Source data:
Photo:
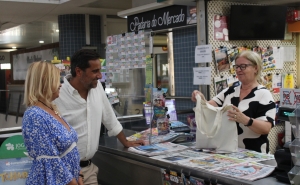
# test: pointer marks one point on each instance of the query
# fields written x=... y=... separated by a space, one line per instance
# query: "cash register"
x=283 y=156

PROBLEM DESCRIPTION: Please express the records above as a two-column CSV with the headers "input" and "output": one row per record, holding its text and its answer, each in a single quoted field with line breaks replaced by spaces. Leave out the pictures.

WRITTEN RESPONSE:
input,output
"Photo: # test: pointer marks one point on each instance of the query # fields written x=... y=... separated by a space, one line per instance # query: ""cash register""","x=283 y=156"